Saved data entries:
** BEGIN **
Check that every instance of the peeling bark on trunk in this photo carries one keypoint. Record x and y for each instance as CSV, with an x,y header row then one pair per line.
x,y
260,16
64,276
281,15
** END **
Set exercise:
Format every line of the rows above as a JSON list of strings, one string per line, omitting any blank lines.

Reply:
[
  "Check that every instance of the peeling bark on trunk in this photo carries one keypoint. Record x and y for each instance as CSV, with an x,y header row then one pair per line.",
  "x,y",
  "260,16",
  "64,276",
  "281,15"
]